Exercise
Reproduce the following data line for line, with nothing changed.
══ Records for the exercise
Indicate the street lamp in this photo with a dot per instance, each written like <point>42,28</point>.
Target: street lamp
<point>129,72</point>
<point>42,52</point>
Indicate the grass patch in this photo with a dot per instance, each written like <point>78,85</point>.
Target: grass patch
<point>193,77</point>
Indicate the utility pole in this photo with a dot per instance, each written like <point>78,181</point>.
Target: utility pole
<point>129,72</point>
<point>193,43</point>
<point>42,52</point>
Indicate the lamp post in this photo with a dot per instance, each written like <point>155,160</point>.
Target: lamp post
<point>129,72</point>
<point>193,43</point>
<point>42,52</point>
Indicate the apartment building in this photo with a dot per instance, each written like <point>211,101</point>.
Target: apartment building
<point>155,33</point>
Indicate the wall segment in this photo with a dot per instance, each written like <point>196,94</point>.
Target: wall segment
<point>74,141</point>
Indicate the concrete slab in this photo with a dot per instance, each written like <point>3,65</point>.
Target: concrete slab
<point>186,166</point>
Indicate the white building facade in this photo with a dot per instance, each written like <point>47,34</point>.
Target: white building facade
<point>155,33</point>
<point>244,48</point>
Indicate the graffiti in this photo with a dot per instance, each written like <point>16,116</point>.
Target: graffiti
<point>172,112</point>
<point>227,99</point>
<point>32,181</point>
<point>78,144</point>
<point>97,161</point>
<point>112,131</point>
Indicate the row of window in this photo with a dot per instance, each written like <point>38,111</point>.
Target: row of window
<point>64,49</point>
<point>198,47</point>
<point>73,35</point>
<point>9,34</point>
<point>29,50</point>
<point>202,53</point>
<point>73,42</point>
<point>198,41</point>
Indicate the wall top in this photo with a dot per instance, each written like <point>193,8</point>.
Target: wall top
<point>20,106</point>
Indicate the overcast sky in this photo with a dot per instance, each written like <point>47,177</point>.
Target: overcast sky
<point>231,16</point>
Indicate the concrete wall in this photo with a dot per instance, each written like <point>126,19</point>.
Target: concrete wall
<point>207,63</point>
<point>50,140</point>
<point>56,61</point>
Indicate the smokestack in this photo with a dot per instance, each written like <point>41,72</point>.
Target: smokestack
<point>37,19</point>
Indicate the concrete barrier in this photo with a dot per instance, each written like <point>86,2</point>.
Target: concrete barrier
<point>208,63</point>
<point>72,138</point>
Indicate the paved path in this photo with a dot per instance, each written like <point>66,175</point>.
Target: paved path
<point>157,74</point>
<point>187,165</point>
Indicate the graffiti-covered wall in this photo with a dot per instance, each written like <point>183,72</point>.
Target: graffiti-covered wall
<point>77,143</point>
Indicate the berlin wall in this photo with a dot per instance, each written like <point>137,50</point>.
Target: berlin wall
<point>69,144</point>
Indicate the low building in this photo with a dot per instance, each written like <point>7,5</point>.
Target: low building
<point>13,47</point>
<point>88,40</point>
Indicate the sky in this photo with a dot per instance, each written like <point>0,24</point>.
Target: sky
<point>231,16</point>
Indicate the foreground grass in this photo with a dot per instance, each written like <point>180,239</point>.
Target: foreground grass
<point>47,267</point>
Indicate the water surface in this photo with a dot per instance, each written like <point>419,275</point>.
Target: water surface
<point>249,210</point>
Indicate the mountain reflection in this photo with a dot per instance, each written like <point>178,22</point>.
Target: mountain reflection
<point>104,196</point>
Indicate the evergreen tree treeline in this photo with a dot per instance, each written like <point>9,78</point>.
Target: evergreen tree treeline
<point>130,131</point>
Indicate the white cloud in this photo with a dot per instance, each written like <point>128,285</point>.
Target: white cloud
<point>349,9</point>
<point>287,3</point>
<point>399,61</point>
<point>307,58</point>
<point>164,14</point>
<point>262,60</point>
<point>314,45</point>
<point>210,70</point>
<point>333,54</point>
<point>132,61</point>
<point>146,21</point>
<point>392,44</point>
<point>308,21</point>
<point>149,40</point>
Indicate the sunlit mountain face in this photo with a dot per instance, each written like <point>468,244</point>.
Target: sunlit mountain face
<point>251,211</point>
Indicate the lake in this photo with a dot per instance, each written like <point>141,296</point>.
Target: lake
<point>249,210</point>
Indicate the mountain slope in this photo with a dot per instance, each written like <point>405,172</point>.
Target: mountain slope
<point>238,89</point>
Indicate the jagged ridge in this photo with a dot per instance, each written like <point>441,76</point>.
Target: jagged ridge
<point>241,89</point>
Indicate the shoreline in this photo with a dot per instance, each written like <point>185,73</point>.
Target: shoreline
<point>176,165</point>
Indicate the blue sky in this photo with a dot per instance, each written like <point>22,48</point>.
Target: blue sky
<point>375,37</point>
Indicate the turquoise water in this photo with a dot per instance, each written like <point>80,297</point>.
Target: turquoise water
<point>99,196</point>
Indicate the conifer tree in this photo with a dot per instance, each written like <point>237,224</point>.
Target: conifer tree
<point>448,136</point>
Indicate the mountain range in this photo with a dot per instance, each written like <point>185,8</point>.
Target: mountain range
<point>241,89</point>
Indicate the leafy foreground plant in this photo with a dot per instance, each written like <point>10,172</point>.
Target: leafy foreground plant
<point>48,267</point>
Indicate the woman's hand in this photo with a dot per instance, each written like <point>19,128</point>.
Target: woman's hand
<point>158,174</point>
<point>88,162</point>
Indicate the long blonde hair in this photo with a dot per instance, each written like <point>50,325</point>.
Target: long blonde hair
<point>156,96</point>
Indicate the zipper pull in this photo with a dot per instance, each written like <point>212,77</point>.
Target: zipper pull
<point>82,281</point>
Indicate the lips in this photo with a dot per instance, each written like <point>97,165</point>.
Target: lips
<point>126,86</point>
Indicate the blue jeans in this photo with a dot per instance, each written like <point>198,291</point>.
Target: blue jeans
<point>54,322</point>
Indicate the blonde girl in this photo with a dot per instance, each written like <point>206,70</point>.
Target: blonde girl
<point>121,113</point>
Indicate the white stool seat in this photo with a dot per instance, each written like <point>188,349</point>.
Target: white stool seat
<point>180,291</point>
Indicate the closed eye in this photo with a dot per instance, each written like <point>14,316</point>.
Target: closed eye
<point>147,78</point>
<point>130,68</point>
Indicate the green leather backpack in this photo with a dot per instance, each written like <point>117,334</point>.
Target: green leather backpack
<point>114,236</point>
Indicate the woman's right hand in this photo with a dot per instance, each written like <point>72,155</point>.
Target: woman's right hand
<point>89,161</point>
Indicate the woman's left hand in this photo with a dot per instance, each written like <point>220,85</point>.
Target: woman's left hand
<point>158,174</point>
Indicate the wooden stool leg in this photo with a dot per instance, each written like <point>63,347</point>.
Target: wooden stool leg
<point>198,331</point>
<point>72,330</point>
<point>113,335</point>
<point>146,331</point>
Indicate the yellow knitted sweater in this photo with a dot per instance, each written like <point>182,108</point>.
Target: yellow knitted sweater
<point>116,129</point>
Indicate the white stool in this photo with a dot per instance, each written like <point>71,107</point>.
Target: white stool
════
Written answer
Indicate the street lamp in this photo with a dot per instance, each written like <point>42,28</point>.
Target: street lamp
<point>129,72</point>
<point>42,52</point>
Indicate the grass patch in this photo with a dot per instance, each written like <point>78,85</point>.
Target: grass patch
<point>193,77</point>
Indicate the utility pole in this photo with a dot per instance, each written like <point>78,181</point>.
Target: utility pole
<point>129,72</point>
<point>193,43</point>
<point>42,52</point>
Indicate the lamp post in this photo with a dot per instance, each written like <point>155,160</point>.
Target: lamp post
<point>129,72</point>
<point>193,43</point>
<point>42,52</point>
Indicate the apartment building in this photo with a dot per instance, each written like <point>211,101</point>.
Target: apartment building
<point>155,33</point>
Indicate the wall segment in this photo with a dot per instance, each written like <point>196,94</point>.
Target: wall segment
<point>74,141</point>
Indicate the concrete slab in this photo with a dot per instance, each written like <point>3,65</point>.
Target: concrete slab
<point>186,166</point>
Indicate the white building facade in this photo with a dot per instance, each written like <point>47,34</point>.
Target: white building facade
<point>155,33</point>
<point>244,48</point>
Indicate the graffiti in this photo with a dot per instance, each written like <point>16,116</point>.
Target: graffiti
<point>172,112</point>
<point>227,99</point>
<point>32,181</point>
<point>78,144</point>
<point>97,161</point>
<point>112,131</point>
Indicate the row of window in this photo with a dot per instance, each written like <point>38,111</point>.
Target: row of window
<point>64,49</point>
<point>198,47</point>
<point>73,35</point>
<point>9,34</point>
<point>29,50</point>
<point>202,53</point>
<point>73,42</point>
<point>198,41</point>
Indicate the wall top in this photo with a dot per instance, each written like <point>193,8</point>.
Target: wall top
<point>20,106</point>
Indicate the overcast sky in this photo with a dot per instance, each written like <point>47,177</point>.
Target: overcast sky
<point>231,16</point>
Indicate the concrete wall in this photo with a dot per instance, each written like <point>126,19</point>.
Target: concrete wall
<point>207,63</point>
<point>50,140</point>
<point>56,61</point>
Indicate the smokestack in this photo with a dot per instance, each written like <point>41,72</point>.
Target: smokestack
<point>37,19</point>
Indicate the concrete barrier in this photo with a dot per instance, each written like <point>86,2</point>.
Target: concrete barrier
<point>208,63</point>
<point>72,138</point>
Indicate the paved path in this photo with a dot per instance, each written like <point>66,175</point>.
Target: paved path
<point>157,74</point>
<point>187,165</point>
Indicate the graffiti-covered wall in this photo with a dot per instance, each written like <point>183,72</point>.
Target: graffiti-covered wall
<point>77,143</point>
Indicate the berlin wall in this photo with a dot per instance, each written like <point>137,50</point>.
Target: berlin wall
<point>69,144</point>
Indicate the low building in this photo with a dot per instance, each written like <point>7,5</point>.
Target: low building
<point>13,47</point>
<point>88,40</point>
Indicate the sky in this photo with a dot per instance, each written like <point>0,24</point>.
Target: sky
<point>231,16</point>
Indicate the foreground grass in this photo with a dot per instance, each written like <point>180,239</point>.
Target: foreground grass
<point>47,267</point>
Indicate the water surface in this photo with a dot per instance, each written like <point>419,275</point>.
Target: water surface
<point>249,210</point>
Indicate the mountain reflection in this photo with a dot per instance, each written like <point>178,22</point>.
Target: mountain reflection
<point>104,196</point>
Indicate the evergreen tree treeline in this photo with a dot per instance, each written like <point>9,78</point>.
Target: evergreen tree treeline
<point>130,131</point>
Indicate the white cloud in this photo with a dot per instance, each written like <point>128,285</point>.
Target: white cloud
<point>349,9</point>
<point>287,3</point>
<point>399,61</point>
<point>307,58</point>
<point>164,14</point>
<point>262,60</point>
<point>314,45</point>
<point>210,70</point>
<point>333,54</point>
<point>132,61</point>
<point>146,21</point>
<point>392,44</point>
<point>308,21</point>
<point>149,40</point>
Indicate the sunlit mountain face in this photo with a dot per instance, each written like <point>468,244</point>.
Target: sunlit mountain face
<point>251,211</point>
Indicate the lake in this photo with a dot per instance, each written like <point>141,296</point>.
Target: lake
<point>249,210</point>
Indicate the mountain slope in this photo with a dot per instance, each written like <point>405,172</point>.
Target: mountain slope
<point>238,89</point>
Indicate the jagged ridge in this photo with a dot per instance, each written like <point>441,76</point>.
Target: jagged ridge
<point>241,89</point>
Indicate the shoreline in this photo with a dot per instance, each written like <point>185,73</point>.
Target: shoreline
<point>176,165</point>
Indicate the blue sky in this photo with a dot per instance, each written like <point>22,48</point>.
Target: blue sky
<point>375,37</point>
Indicate the turquoise water in this photo with a dot per instance, each written like <point>80,297</point>.
Target: turquoise water
<point>99,196</point>
Indicate the conifer tree in this photo with a dot per instance, each written like <point>237,224</point>.
Target: conifer tree
<point>448,136</point>
Indicate the mountain range in this photo with a dot per instance, each written like <point>185,8</point>.
Target: mountain range
<point>241,89</point>
Indicate the leafy foreground plant in this photo with a dot per instance, each written like <point>10,172</point>.
Target: leafy foreground plant
<point>48,267</point>
Indicate the woman's hand in this photo with a dot per instance, each written like <point>19,128</point>.
Target: woman's hand
<point>158,174</point>
<point>88,162</point>
Indicate the long blonde hair in this photo with a dot per instance, each written like <point>50,325</point>.
Target: long blonde hair
<point>156,96</point>
Indicate the zipper pull in this photo with a dot per instance, each written like <point>212,77</point>.
Target: zipper pull
<point>82,281</point>
Indicate the lips in this photo with a dot per instance, each written like <point>97,165</point>.
Target: lips
<point>126,86</point>
Indicate the blue jeans in this photo with a dot per instance, each written like <point>198,291</point>.
Target: blue jeans
<point>54,322</point>
Indicate the blonde girl in this photo with a dot per instance, each written like <point>206,70</point>.
Target: blonde girl
<point>121,113</point>
Indicate the white stool seat in this photo with a dot per instance, each written like <point>188,349</point>.
Target: white stool seat
<point>180,291</point>
Indicate the closed eye in this photo with a dot per instance, each written like <point>14,316</point>.
Target: closed eye
<point>147,78</point>
<point>130,68</point>
Indicate the green leather backpack in this photo with a dot per instance, each written like <point>117,334</point>.
Target: green leather backpack
<point>114,236</point>
Indicate the woman's right hand in this photo with a dot per instance, each written like <point>72,155</point>.
Target: woman's right hand
<point>89,161</point>
Indicate the woman's left hand in this photo with a dot per instance, each written like <point>220,85</point>.
Target: woman's left hand
<point>158,174</point>
Indicate the wooden stool leg in this photo with a dot per instance, each written like <point>63,347</point>.
Target: wooden stool leg
<point>198,331</point>
<point>72,330</point>
<point>113,335</point>
<point>146,331</point>
Indicate the yellow knitted sweater in this photo with a dot per instance, each written like <point>182,108</point>.
Target: yellow knitted sweater
<point>116,129</point>
Indicate the white stool in this photo with a dot per instance, each written like <point>71,107</point>.
Target: white stool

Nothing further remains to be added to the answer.